(REQUIRED ACTION A): From the passage on US-China relations, extract the text starting at "President Trump viewed" and ending at "round of negotiation.".
(REQUIRED ACTION B):
Answer these questions from the passage on US-China relations, marking each answer to match:
(i) How many American products did China's $34 billion retaliatory tariff cover?
(ii) What did Beijing agree to purchase under the 2020 trade agreement?
(iii) Which four countries make up the Quad?
(REQUIRED ACTION C): According to the passage on US-China relations, why can't the State Department seek resolution of issues such as Iran's denuclearization and the containment of North Korea through the Quad? Answer in one to three sentences.

(SUPPLIED TEXT):
◆ ◆ ◆ ◆ ◆
President Trump viewed the US being ripped off by China and imposed $150 billion tariff on products imported by China in January 2018. Six month later, another $34 billion tariff was imposed on 800 Chinese products. China retaliated by imposing $34 billion tariff on 500 American products. In 2020, Trump signed a trade agreement with Chinese Vice President Liu under which Beijing agreed to purchase additional $200 billion worth of American agricultural products. The issue of relaxing tariffs was reserved for next round of negotiation.
Now the Biden administration has the option to launch all out confrontation with China or to engage in charting a trajectory courting Beijing to resolve issues that are pivotal to US interests. The denuclearization of Iran, containment of North Korea, uprising against military rule in Myanmar, oppression of Uighurs, political freedom in Hongkong are some of the issues where settlement cannot be reached without China's benedictions. The State Department cannot reinvent the wheel and look for resolution of these issues with the help of the Quad comprised of Australia, Japan, India and the US.
◆ ◆ ◆ ◆ ◆
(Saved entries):
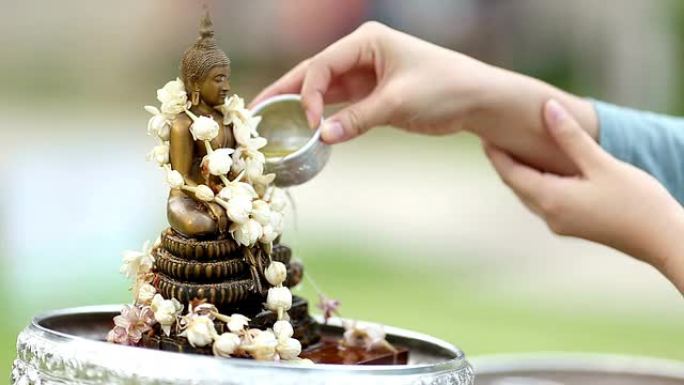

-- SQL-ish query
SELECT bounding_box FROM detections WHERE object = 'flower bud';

[266,287,292,311]
[245,331,278,361]
[227,313,249,333]
[264,261,287,286]
[228,219,263,246]
[195,184,214,202]
[259,224,280,243]
[137,283,157,305]
[252,199,271,226]
[205,148,235,176]
[221,194,252,224]
[212,333,240,357]
[179,316,218,348]
[276,338,302,360]
[190,116,219,140]
[273,320,294,340]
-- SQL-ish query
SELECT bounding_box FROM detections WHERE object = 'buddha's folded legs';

[167,190,227,238]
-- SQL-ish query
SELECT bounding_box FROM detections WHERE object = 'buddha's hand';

[252,22,493,143]
[485,100,684,291]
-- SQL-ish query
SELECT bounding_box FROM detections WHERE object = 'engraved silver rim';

[12,305,473,385]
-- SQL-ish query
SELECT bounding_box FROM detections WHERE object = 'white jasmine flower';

[266,287,292,311]
[152,235,161,249]
[226,313,249,333]
[264,261,287,286]
[224,195,252,224]
[190,116,220,140]
[243,330,278,361]
[120,241,154,278]
[179,315,218,348]
[218,181,258,202]
[233,138,267,178]
[233,116,261,146]
[228,219,263,246]
[271,188,287,212]
[212,333,240,357]
[218,94,252,126]
[259,223,280,243]
[251,199,271,226]
[150,294,183,336]
[157,78,188,117]
[342,322,391,350]
[194,184,214,202]
[166,167,185,189]
[204,148,235,175]
[136,282,157,305]
[276,338,302,360]
[147,142,169,166]
[273,320,294,340]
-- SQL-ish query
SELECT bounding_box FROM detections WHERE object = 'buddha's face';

[199,66,230,107]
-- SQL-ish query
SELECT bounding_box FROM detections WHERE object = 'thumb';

[544,99,606,173]
[321,93,389,144]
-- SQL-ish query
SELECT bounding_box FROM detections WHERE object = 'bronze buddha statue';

[143,13,318,352]
[167,13,235,238]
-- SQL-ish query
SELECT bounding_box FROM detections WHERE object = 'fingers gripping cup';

[252,94,331,187]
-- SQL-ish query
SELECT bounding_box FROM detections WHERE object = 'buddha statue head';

[180,11,230,107]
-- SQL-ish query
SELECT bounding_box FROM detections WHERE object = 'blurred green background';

[0,0,684,378]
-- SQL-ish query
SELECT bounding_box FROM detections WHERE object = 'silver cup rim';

[251,94,323,163]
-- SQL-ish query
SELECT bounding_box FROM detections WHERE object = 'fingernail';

[306,110,319,130]
[546,99,567,128]
[321,120,344,143]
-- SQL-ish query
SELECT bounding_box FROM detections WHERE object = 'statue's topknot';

[181,11,230,91]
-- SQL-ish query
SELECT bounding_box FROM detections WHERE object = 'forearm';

[635,209,684,293]
[464,67,598,175]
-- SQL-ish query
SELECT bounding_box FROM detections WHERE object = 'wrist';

[647,207,684,293]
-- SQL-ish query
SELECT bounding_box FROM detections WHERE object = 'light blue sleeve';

[591,100,684,204]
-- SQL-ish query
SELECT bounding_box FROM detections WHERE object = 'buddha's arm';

[169,115,197,186]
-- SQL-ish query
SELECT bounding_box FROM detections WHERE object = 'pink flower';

[316,294,340,323]
[107,326,128,345]
[107,305,157,345]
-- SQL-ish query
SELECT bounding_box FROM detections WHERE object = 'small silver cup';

[252,94,331,187]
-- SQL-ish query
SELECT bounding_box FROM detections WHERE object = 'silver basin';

[12,305,473,385]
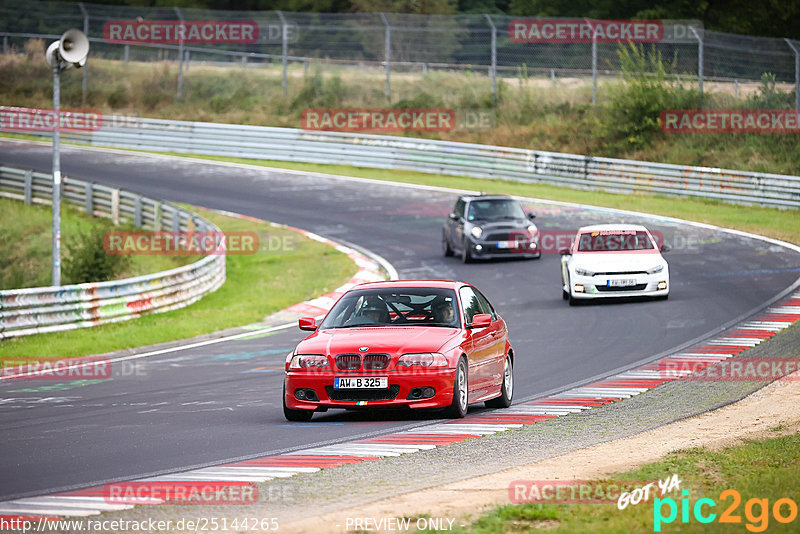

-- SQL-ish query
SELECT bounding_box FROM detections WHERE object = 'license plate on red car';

[606,278,636,287]
[333,376,389,389]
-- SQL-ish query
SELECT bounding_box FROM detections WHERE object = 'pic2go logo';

[653,489,797,532]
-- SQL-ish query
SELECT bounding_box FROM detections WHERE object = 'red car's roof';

[353,280,465,289]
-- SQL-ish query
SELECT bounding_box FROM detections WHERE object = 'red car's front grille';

[364,354,390,371]
[325,384,400,402]
[336,354,361,371]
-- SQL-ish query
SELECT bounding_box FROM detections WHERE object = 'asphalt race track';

[0,142,800,500]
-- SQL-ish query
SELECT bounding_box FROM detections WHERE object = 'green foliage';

[606,43,697,149]
[392,91,444,109]
[290,69,346,110]
[745,72,794,109]
[62,225,130,284]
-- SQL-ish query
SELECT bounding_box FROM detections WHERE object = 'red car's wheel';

[484,354,514,408]
[283,386,314,423]
[447,358,469,419]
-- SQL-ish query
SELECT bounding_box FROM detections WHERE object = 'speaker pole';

[51,60,61,286]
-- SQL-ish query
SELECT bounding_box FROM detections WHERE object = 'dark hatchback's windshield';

[320,288,461,329]
[578,230,655,252]
[467,198,525,221]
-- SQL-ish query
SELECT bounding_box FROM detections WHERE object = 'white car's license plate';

[333,376,389,389]
[606,278,636,287]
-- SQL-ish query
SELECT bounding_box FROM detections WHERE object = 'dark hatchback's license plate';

[333,376,389,389]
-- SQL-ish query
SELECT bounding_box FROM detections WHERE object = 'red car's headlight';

[397,352,447,367]
[289,354,329,369]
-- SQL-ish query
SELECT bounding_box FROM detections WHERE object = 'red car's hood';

[296,326,460,355]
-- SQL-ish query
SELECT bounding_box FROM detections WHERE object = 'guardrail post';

[172,208,181,232]
[689,26,703,109]
[78,2,89,104]
[583,18,597,105]
[174,6,186,98]
[83,182,94,216]
[111,189,119,226]
[379,12,392,101]
[133,195,142,228]
[785,39,800,111]
[25,169,33,206]
[486,14,497,106]
[275,11,289,96]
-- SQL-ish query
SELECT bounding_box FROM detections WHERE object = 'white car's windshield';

[578,230,655,252]
[320,288,461,328]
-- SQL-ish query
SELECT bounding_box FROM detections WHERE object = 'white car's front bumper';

[569,269,670,299]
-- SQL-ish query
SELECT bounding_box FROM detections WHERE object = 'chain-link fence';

[0,0,800,107]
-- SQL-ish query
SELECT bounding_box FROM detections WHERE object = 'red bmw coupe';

[283,280,514,421]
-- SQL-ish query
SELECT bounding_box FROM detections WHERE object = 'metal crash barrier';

[62,116,800,208]
[0,166,225,340]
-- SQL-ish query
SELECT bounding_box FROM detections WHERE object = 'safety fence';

[0,166,225,340]
[42,116,800,208]
[0,0,800,106]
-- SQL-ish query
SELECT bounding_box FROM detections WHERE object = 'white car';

[561,224,669,305]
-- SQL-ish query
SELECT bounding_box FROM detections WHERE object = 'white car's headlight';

[397,352,447,367]
[289,354,328,369]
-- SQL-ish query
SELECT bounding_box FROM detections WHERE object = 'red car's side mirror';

[469,313,492,328]
[298,317,317,330]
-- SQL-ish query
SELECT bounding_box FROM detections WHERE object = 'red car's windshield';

[320,287,461,328]
[578,230,655,252]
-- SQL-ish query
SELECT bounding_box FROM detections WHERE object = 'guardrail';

[54,116,800,208]
[0,166,225,340]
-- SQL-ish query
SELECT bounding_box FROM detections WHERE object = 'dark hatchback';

[442,195,541,263]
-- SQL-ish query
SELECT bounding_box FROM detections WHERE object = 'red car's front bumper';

[284,368,456,410]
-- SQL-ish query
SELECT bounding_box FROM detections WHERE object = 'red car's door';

[459,286,497,401]
[475,290,508,387]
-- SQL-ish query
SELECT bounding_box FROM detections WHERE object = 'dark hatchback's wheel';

[484,354,514,408]
[447,358,469,419]
[282,386,314,423]
[442,234,453,258]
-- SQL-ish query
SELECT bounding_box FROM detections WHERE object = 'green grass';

[175,154,800,244]
[2,208,356,360]
[432,434,800,534]
[0,198,197,289]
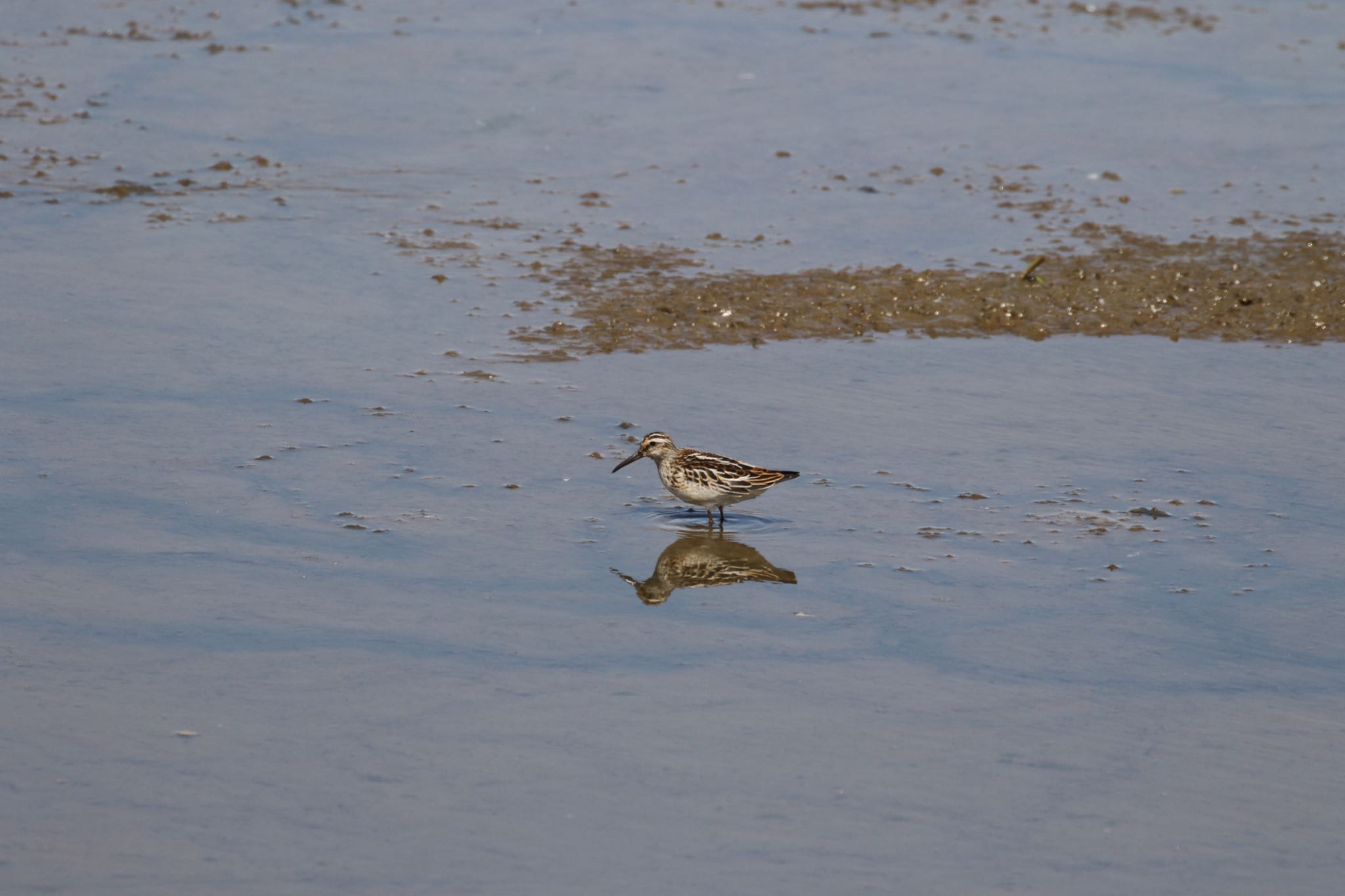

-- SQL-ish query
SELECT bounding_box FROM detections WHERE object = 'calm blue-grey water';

[0,1,1345,896]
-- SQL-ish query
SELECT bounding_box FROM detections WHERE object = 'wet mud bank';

[511,226,1345,357]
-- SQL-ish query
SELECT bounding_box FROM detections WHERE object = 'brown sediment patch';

[511,227,1345,353]
[795,0,1218,40]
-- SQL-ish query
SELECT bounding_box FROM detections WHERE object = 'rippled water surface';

[0,1,1345,895]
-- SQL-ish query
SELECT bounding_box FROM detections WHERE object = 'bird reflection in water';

[612,532,797,605]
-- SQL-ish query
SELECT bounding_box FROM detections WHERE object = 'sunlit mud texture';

[512,226,1345,353]
[612,532,797,606]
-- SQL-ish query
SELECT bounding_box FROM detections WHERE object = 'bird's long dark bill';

[612,452,644,473]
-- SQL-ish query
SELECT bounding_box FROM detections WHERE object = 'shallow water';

[0,3,1345,895]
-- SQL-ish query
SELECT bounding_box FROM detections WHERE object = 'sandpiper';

[612,433,799,526]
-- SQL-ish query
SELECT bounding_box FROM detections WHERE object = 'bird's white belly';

[659,470,755,507]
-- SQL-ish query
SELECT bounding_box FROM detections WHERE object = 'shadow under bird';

[612,532,797,605]
[612,433,799,526]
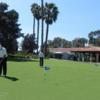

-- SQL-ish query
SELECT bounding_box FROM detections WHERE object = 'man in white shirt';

[39,51,44,67]
[0,43,7,76]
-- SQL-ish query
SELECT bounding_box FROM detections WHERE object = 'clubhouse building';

[49,46,100,62]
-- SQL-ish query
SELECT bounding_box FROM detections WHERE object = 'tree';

[88,30,100,46]
[22,34,37,53]
[31,4,41,54]
[72,38,88,47]
[45,3,58,55]
[0,3,21,53]
[41,0,44,52]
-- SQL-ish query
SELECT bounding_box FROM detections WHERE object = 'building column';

[82,53,85,62]
[90,52,92,62]
[96,53,99,62]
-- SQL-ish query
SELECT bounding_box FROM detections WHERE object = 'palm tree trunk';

[33,17,35,34]
[41,0,44,52]
[45,23,49,55]
[37,20,40,54]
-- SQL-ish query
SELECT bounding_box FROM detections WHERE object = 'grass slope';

[0,60,100,100]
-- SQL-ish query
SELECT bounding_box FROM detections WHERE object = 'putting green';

[0,60,100,100]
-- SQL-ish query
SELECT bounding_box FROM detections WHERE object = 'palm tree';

[35,5,41,54]
[45,3,59,55]
[41,0,44,52]
[31,3,38,34]
[31,3,41,54]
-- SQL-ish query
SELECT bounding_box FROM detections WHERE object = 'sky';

[0,0,100,40]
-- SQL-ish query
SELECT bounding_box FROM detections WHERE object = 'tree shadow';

[4,76,19,81]
[8,59,39,62]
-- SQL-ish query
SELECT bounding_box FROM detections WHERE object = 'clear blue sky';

[0,0,100,40]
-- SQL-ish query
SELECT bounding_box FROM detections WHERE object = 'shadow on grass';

[8,59,39,62]
[4,76,19,81]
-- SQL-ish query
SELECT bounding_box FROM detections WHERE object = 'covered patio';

[50,47,100,62]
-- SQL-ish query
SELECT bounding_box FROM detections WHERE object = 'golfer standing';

[39,51,44,67]
[0,43,7,77]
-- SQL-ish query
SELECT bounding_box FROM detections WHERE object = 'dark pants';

[40,57,44,66]
[0,58,7,75]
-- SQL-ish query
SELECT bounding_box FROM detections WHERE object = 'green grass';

[0,60,100,100]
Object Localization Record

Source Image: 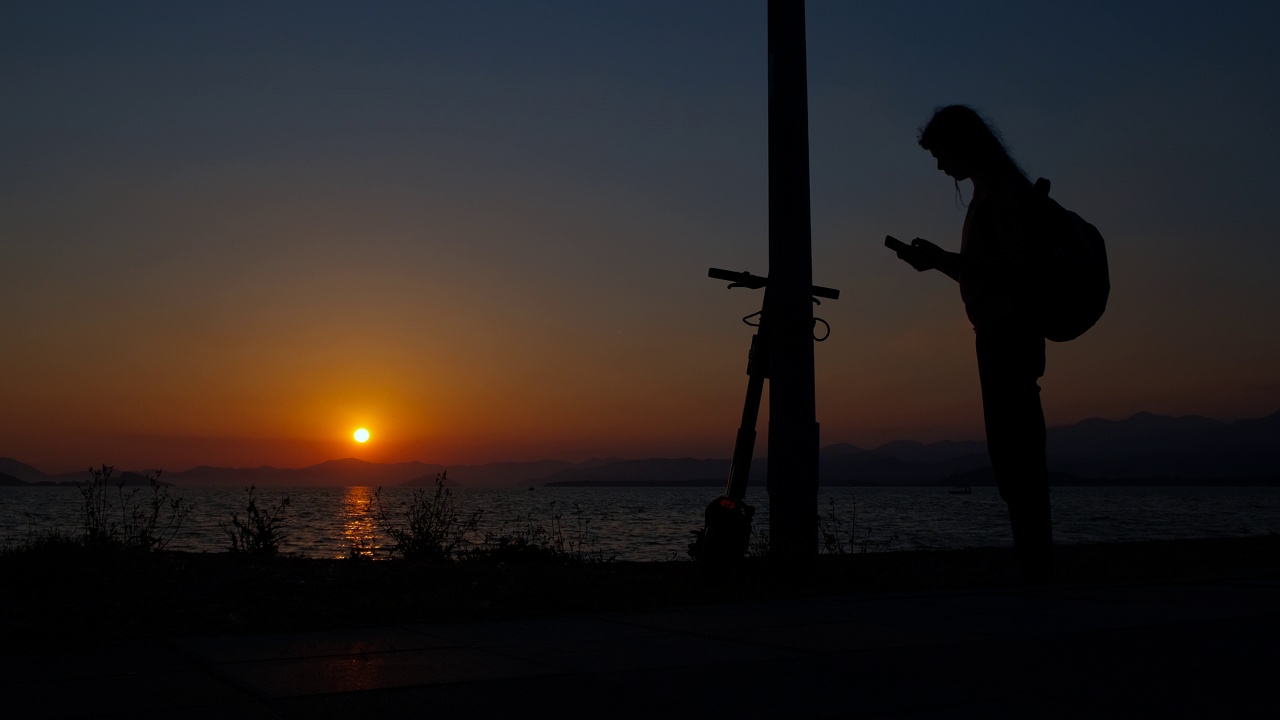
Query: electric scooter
[689,268,840,562]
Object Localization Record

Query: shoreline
[0,533,1280,653]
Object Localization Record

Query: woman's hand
[897,237,950,273]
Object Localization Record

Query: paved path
[0,578,1280,720]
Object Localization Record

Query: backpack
[1034,178,1111,342]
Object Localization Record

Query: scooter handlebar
[707,268,840,300]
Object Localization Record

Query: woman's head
[918,105,1030,182]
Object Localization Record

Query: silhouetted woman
[899,105,1053,577]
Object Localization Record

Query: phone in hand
[884,234,911,252]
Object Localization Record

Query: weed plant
[218,486,289,557]
[476,502,616,565]
[818,497,897,555]
[370,473,484,562]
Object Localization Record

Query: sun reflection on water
[335,487,380,560]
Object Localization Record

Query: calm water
[0,487,1280,560]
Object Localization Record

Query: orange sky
[0,1,1280,471]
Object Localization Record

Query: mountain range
[0,411,1280,488]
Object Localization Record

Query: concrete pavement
[0,577,1280,720]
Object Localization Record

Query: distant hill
[0,413,1280,488]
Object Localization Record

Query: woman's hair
[918,105,1030,184]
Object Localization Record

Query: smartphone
[884,234,911,252]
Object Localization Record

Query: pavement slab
[0,578,1280,720]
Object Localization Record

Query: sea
[0,487,1280,561]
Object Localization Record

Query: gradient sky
[0,0,1280,471]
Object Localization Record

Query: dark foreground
[0,534,1280,651]
[0,537,1280,719]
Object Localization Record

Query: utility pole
[765,0,818,561]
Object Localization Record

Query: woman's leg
[978,329,1053,573]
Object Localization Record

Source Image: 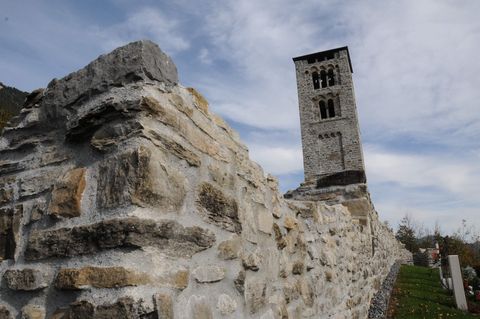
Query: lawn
[388,265,480,319]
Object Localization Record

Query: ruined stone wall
[0,41,402,319]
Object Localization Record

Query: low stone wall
[0,41,403,319]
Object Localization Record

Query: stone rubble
[0,41,404,319]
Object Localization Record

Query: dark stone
[66,300,95,319]
[317,170,367,188]
[97,147,186,211]
[23,88,45,108]
[197,183,242,233]
[0,205,23,261]
[66,101,140,142]
[25,217,215,260]
[292,261,305,275]
[0,306,12,319]
[42,40,178,107]
[3,268,48,291]
[94,297,157,319]
[233,270,245,295]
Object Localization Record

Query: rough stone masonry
[0,41,404,319]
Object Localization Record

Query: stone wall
[0,41,403,319]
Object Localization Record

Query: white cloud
[0,0,480,236]
[198,48,212,64]
[364,145,480,199]
[92,7,190,54]
[249,144,303,175]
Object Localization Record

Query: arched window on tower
[319,101,327,120]
[320,70,327,88]
[312,72,320,90]
[327,99,335,117]
[327,69,335,86]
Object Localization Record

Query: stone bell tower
[293,47,366,188]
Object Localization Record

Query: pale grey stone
[192,265,225,283]
[42,40,178,107]
[217,294,237,315]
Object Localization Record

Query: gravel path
[368,261,401,319]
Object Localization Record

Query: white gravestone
[448,255,468,310]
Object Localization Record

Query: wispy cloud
[0,0,480,234]
[90,7,190,54]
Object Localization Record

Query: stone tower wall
[294,49,365,182]
[0,41,404,319]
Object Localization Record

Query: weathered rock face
[0,41,403,319]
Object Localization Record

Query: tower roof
[293,46,353,73]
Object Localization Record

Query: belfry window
[327,99,335,117]
[320,70,327,88]
[312,72,320,90]
[327,69,335,86]
[319,101,327,120]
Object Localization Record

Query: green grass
[389,265,480,319]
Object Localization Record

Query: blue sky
[0,0,480,238]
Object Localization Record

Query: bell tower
[293,47,366,188]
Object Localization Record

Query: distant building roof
[293,46,353,73]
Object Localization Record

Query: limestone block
[144,130,202,167]
[260,309,275,319]
[255,204,273,234]
[217,294,237,316]
[153,293,174,319]
[197,183,242,233]
[342,198,373,216]
[192,265,225,283]
[242,252,262,271]
[299,278,315,307]
[233,269,245,295]
[42,40,178,107]
[218,236,242,260]
[188,295,213,319]
[3,268,50,291]
[273,223,287,250]
[245,277,267,314]
[55,267,151,290]
[283,278,300,304]
[25,217,215,260]
[94,297,155,319]
[208,162,235,190]
[187,88,208,114]
[90,119,143,152]
[48,168,86,217]
[97,147,186,211]
[22,305,45,319]
[283,215,298,231]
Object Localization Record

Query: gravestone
[448,255,468,310]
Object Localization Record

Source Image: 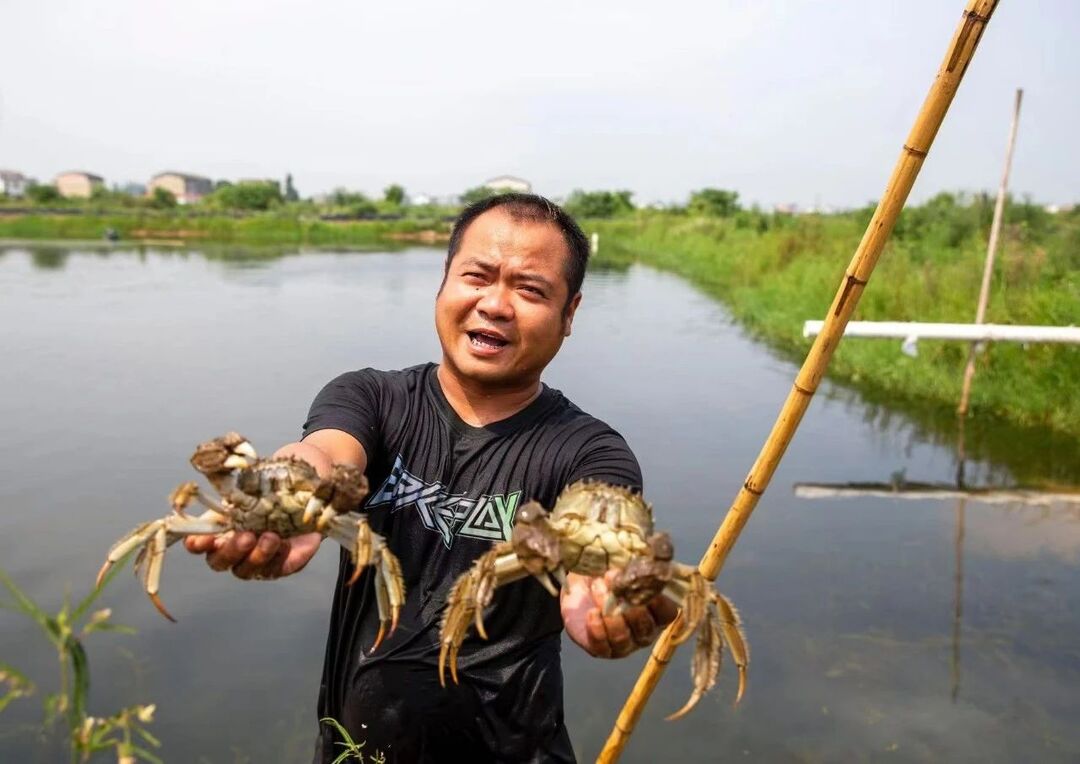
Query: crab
[438,482,750,719]
[97,432,405,651]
◆ ◆ ◆ ◆ ◆
(RESPONSE BOX A):
President Trump viewed the US being ripped off by China and imposed $150 billion tariff on products imported by China in January 2018. Six month later, another $34 billion tariff was imposed on 800 Chinese products. China retaliated by imposing $34 billion tariff on 500 American products. In 2020, Trump signed a trade agreement with Chinese Vice President Liu under which Beijing agreed to purchase additional $200 billion worth of American agricultural products. The issue of relaxing tariffs was reserved for next round of negotiation.

(RESPONSE BOX B):
(i) 500 American products.
(ii) An additional $200 billion worth of American agricultural products.
(iii) Australia, Japan, India and the US.

(RESPONSE BOX C): The passage states that settlement cannot be reached on these issues without China's benedictions. The Quad is made up of Australia, Japan, India and the US, so looking to it for resolution would amount to trying to reinvent the wheel.